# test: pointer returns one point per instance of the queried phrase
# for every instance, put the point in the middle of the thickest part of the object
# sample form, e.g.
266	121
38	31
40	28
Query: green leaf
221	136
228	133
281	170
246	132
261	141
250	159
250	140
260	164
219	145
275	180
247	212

WRITTEN TASK
Rewrite all the records with every "instance" changed to "occurrence", leaving everything else as it is.

ANSWER TO THE TASK
# test: pointer returns one point per occurrence of the queried phrase
# for every occurrence, put the point in the middle of the thickest part of the object
# sample form, e.g.
266	121
38	31
40	28
Query: green leaf
221	136
228	133
281	170
246	132
261	141
250	159
250	140
260	164
219	145
275	180
247	212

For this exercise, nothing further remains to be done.